Supplied information:
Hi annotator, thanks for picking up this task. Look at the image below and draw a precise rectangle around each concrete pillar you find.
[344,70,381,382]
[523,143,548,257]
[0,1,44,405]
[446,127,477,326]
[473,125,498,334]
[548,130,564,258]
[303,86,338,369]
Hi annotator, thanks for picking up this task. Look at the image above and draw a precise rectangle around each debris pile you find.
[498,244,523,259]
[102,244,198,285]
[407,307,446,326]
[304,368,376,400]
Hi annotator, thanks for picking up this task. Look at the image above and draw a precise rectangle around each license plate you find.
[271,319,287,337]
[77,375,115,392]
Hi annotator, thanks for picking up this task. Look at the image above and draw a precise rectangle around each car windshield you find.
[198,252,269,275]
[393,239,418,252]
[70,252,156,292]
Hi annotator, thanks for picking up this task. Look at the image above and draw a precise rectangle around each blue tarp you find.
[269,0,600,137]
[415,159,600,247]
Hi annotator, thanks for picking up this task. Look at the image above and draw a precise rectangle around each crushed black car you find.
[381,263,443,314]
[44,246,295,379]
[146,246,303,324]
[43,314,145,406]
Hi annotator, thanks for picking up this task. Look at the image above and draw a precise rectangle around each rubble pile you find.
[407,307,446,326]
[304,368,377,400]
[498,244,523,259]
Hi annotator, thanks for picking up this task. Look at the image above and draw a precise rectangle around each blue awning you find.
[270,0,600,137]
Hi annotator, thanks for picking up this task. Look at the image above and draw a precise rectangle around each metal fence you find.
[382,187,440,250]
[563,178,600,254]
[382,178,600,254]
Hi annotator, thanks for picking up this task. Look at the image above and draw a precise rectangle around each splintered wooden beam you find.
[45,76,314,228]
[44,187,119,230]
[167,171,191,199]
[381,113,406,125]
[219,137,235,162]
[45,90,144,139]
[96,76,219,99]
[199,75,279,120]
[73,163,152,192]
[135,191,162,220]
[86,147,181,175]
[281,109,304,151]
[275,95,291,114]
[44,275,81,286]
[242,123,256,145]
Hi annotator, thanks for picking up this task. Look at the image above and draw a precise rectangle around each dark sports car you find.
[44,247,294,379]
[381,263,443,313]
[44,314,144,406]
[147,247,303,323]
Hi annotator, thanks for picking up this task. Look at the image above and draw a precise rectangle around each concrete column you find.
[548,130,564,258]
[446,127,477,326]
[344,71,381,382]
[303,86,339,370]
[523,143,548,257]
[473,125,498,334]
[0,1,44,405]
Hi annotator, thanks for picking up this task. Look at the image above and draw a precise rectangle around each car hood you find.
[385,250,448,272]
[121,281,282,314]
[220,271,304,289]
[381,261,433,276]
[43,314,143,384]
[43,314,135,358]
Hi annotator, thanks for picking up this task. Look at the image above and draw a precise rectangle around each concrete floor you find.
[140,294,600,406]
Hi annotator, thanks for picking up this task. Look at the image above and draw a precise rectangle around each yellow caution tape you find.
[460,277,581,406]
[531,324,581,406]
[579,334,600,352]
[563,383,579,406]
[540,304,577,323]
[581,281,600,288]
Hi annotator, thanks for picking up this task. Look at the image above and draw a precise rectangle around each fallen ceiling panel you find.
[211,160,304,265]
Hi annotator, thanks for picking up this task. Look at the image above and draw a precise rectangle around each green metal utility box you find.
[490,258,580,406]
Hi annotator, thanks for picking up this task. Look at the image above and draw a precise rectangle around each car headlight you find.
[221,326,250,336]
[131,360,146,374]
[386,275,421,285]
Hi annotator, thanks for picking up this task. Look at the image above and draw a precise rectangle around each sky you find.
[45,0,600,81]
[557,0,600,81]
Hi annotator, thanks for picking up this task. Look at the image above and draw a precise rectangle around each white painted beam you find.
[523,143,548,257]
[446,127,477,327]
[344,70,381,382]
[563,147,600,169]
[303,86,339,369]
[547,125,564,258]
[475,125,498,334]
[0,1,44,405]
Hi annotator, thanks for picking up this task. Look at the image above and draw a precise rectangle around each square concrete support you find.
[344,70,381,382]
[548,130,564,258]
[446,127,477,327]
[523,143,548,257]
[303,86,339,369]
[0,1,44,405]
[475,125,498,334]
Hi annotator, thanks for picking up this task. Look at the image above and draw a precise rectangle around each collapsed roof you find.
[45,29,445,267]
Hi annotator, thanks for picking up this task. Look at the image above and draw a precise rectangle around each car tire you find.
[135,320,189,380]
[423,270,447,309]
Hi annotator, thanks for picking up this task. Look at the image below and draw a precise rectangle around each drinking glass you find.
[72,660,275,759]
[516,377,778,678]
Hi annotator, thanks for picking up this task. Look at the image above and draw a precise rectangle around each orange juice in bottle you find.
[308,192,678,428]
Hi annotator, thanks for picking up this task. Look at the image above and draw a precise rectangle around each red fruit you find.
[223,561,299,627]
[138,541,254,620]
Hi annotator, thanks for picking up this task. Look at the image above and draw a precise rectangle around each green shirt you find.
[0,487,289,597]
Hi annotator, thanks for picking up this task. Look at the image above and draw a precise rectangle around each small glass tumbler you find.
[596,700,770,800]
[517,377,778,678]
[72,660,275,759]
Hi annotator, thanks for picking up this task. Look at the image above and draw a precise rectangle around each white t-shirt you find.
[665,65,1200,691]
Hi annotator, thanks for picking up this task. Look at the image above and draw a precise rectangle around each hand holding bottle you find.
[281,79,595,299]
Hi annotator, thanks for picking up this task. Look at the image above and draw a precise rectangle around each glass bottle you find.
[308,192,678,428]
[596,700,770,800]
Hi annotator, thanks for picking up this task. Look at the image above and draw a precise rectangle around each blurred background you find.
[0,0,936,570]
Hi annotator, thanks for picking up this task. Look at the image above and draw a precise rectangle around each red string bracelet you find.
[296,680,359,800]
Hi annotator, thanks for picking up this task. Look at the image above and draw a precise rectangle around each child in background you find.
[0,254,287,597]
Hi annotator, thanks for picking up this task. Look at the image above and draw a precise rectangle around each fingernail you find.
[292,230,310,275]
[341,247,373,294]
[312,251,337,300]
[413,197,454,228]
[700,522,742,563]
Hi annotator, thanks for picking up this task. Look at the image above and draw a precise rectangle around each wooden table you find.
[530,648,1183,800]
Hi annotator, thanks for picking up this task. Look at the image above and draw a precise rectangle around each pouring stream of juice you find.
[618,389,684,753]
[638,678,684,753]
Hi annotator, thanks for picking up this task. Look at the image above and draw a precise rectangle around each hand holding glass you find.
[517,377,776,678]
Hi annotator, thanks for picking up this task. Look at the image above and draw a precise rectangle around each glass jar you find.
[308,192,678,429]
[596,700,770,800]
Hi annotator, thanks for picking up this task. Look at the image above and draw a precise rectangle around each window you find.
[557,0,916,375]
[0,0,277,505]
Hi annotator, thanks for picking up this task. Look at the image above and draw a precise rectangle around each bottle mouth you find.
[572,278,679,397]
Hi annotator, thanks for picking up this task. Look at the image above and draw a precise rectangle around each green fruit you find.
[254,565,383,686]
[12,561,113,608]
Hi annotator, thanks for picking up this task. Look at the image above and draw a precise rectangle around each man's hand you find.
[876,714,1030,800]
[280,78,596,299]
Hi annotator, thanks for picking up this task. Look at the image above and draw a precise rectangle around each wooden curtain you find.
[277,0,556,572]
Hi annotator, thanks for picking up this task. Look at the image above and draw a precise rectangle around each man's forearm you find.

Exercise directions: Set out every row above as a numbered list, skipping any blank lines.

Solution:
1. Hi annotator, thanks for picking up this task. Look at the image below and draw a precise rectangle around each concrete pillar you find.
2. [344,70,381,382]
3. [523,143,548,257]
4. [0,1,44,405]
5. [446,127,477,326]
6. [473,125,498,334]
7. [548,130,564,258]
8. [303,86,338,369]
9. Hi annotator, thanks for picking up this task. Look at the image above and draw a precise rectangle around each debris pile you find.
10. [498,244,523,259]
11. [102,244,198,285]
12. [407,307,446,326]
13. [304,368,376,400]
14. Hi annotator, thanks for picking up this task. Look at the image above and draw a precise rectangle around each license plate you find.
15. [271,319,287,337]
16. [77,375,115,392]
17. Hi annotator, thanks for picking up this task. Look at the image above and draw a precise rectangle around each car windshield you find.
18. [198,252,269,275]
19. [393,239,418,252]
20. [70,252,156,292]
21. Hi annotator, thanks for picking up this task. Look at the image above and draw a precise rectangle around each blue tarp you find.
22. [269,0,600,137]
23. [415,159,600,247]
24. Hi annotator, thanks for picking up this task. Look at the image above and draw a precise rectangle around each crushed black car you find.
25. [381,263,443,314]
26. [44,246,295,379]
27. [146,246,303,324]
28. [43,314,145,406]
29. Hi annotator, thanks for picking up this task. Look at the image above and draw a precise rectangle around each rubble pile you find.
30. [407,307,446,326]
31. [304,368,377,400]
32. [498,244,523,259]
33. Hi annotator, thanks for picking up this task. Look at the image above and draw a precise rectangle around each blue awning you find.
34. [270,0,600,137]
35. Hi annotator, thanks for picking up this task. Look at the image above and draw a precise rectangle around each metal fence you find.
36. [382,187,440,250]
37. [563,178,600,254]
38. [382,178,600,254]
39. Hi annotator, thanks for picking up this task. Look at the image above and draw a precise rectangle around each splintered wooden beam you find.
40. [45,76,314,228]
41. [44,187,119,230]
42. [167,171,191,199]
43. [381,113,406,125]
44. [219,137,235,162]
45. [45,90,144,139]
46. [96,76,219,99]
47. [199,75,279,120]
48. [73,163,152,192]
49. [135,191,162,220]
50. [86,147,181,175]
51. [281,109,304,151]
52. [275,95,291,114]
53. [44,275,81,286]
54. [242,123,256,145]
55. Hi annotator, thanks for picking up this task. Look at the image above and draw a precise rectangle around each dark sports car you find.
56. [44,247,294,379]
57. [381,263,443,313]
58. [44,314,144,406]
59. [147,247,303,323]
60. Hi annotator, thanks for picking up this task. Look at the image above and draw a precise rectangle around each concrete column you find.
61. [548,130,564,258]
62. [446,127,477,326]
63. [344,71,381,382]
64. [303,86,339,370]
65. [523,143,548,257]
66. [473,125,498,334]
67. [0,1,44,405]
68. Hi annotator, thanks for picking up this task. Look at the image above and draw a precise rectangle around each car hood you find.
69. [385,250,448,272]
70. [121,281,282,314]
71. [220,271,304,289]
72. [381,261,433,276]
73. [43,314,143,384]
74. [43,314,135,358]
75. Hi annotator, thanks for picking up this task. Look at the image above and draw a precise rectangle around each concrete floor you find.
76. [140,294,600,406]
77. Hi annotator, thanks for picking up this task. Look at the image above and draw a precise rectangle around each yellow caution tape you find.
78. [460,277,581,406]
79. [531,324,581,406]
80. [579,334,600,352]
81. [563,383,579,406]
82. [540,304,577,323]
83. [581,281,600,288]
84. Hi annotator, thanks for picking up this task. Look at the image above and draw a precise rectangle around each fallen ceiling panel you find.
85. [211,160,304,265]
86. Hi annotator, thanks for picking up this task. Look at the image above and draw a precise rectangle around each green metal utility box you find.
87. [490,258,580,406]
88. Hi annotator, thanks for picking up this task. Look at the image above and draw a precise rectangle around each car headlight you find.
89. [221,326,250,336]
90. [131,360,146,374]
91. [386,275,421,285]
92. Hi annotator, thanks for picking up this task. Look at the image above and draw a precise rectangle around each sky you find.
93. [45,0,600,81]
94. [557,0,600,81]
95. Hi annotator, thanks for picking up this task. Look at the image above and draw a precise rectangle around each white painted beam you find.
96. [523,143,548,257]
97. [446,127,477,327]
98. [344,70,381,382]
99. [563,147,600,169]
100. [303,86,339,369]
101. [547,125,564,258]
102. [475,125,498,334]
103. [0,1,44,405]
104. Hi annotator, thanks for picking up this task. Look at the image above and draw a precise rectangle around each square concrete support you find.
105. [344,70,381,382]
106. [548,130,564,258]
107. [446,127,477,327]
108. [523,143,548,257]
109. [303,86,339,369]
110. [0,1,44,405]
111. [475,125,498,334]
112. Hi annotator, thanks for picking up this task. Look at the image above and draw a precise rectangle around each collapsed roof you find.
113. [45,29,445,267]
114. Hi annotator, thanks for picking up this task. Look at the image above and draw a precise rectangle around each car tire you find.
115. [135,320,189,380]
116. [423,270,447,309]
117. Hi annotator, thanks for picking up this task. Look at the image below and draw a precise rectangle around each drinking glass you find.
118. [72,660,275,759]
119. [516,377,778,678]
120. Hi annotator, thanks for picking up this task. Look at the image above and draw a precise rectangle around each orange juice in bottle you find.
121. [308,192,678,428]
122. Hi annotator, thanks for picking up this task. Look at the image above and draw a precise rectangle around each red fruit you find.
123. [223,561,299,627]
124. [138,541,254,620]
125. Hi annotator, thanks for picking up this task. Look at the image above and draw a precise rectangle around each green shirt you find.
126. [0,487,289,597]
127. Hi annotator, thanks for picking up this task. Look at the image above and draw a precise rectangle around each small glass tumbler you find.
128. [596,700,770,800]
129. [517,377,778,678]
130. [72,660,275,759]
131. Hi annotator, thanks for picking up this task. Look at the image above and draw a precise rectangle around each white t-shirt you find.
132. [665,65,1200,691]
133. Hi annotator, thanks for picking up this task. Look at the image above and draw a precise rectangle around each hand holding bottle you find.
134. [281,79,595,299]
135. Hi annotator, thanks for picking up this task. Look at the image above and draw a precise rectangle around each glass bottle you find.
136. [308,192,678,428]
137. [596,700,770,800]
138. Hi annotator, thanks for picking up this task. Look at the image above and draw a precise rectangle around each blurred background you find.
139. [0,0,936,570]
140. Hi annotator, thanks for picking up this task. Look at the image above and draw a precise rectangle around each red string bracelet you find.
141. [296,680,359,800]
142. Hi annotator, thanks for picking up this task. Look at the image above and draw a precise rectangle around each child in background you find.
143. [0,254,287,597]
144. Hi annotator, thanks for picking up this task. Look at the image above and draw a precise rectangle around each fingernail you find.
145. [292,230,310,275]
146. [341,247,373,294]
147. [312,251,337,300]
148. [413,197,454,228]
149. [700,522,742,563]
150. Hi annotator, thanks for picking up this task. Look at the image above and draw a precise rectangle around each wooden table you find.
151. [530,648,1183,800]
152. Hi annotator, thanks for picking up this task. Look at the image above and draw a precise rectangle around each pouring stream of juice you find.
153. [618,389,684,753]
154. [638,678,684,753]
155. Hi annotator, thanks for picking up this task. Look at the image above and draw a precise rectangle around each hand holding glass you find.
156. [517,377,776,678]
157. Hi annotator, thanks for picking up this task. Look at the image above and draw a precise rectangle around each glass jar you find.
158. [308,192,678,429]
159. [596,700,770,800]
160. Hi annotator, thanks for picking up this task. Look at the image above and draw a precise rectangle around each window you find.
161. [557,0,916,375]
162. [0,0,277,505]
163. Hi annotator, thanks for picking up this task. Look at the image above and draw a precise rectangle around each bottle mouth you find.
164. [572,278,679,397]
165. Hi annotator, thanks for picking up this task. Look at the image above and draw a precise rectangle around each green fruit you find.
166. [254,565,383,686]
167. [12,561,113,608]
168. Hi annotator, thanks for picking up this task. Look at the image above and draw a precise rectangle around each man's hand you find.
169. [876,714,1030,800]
170. [280,78,596,299]
171. Hi annotator, thanks for picking up this task. Look at the image above and draw a precise rectangle around each wooden curtain you find.
172. [277,0,556,572]
173. Hi annotator, thanks for picking up this task. Look at the image above and draw a precise rectangle around each man's forearm you find.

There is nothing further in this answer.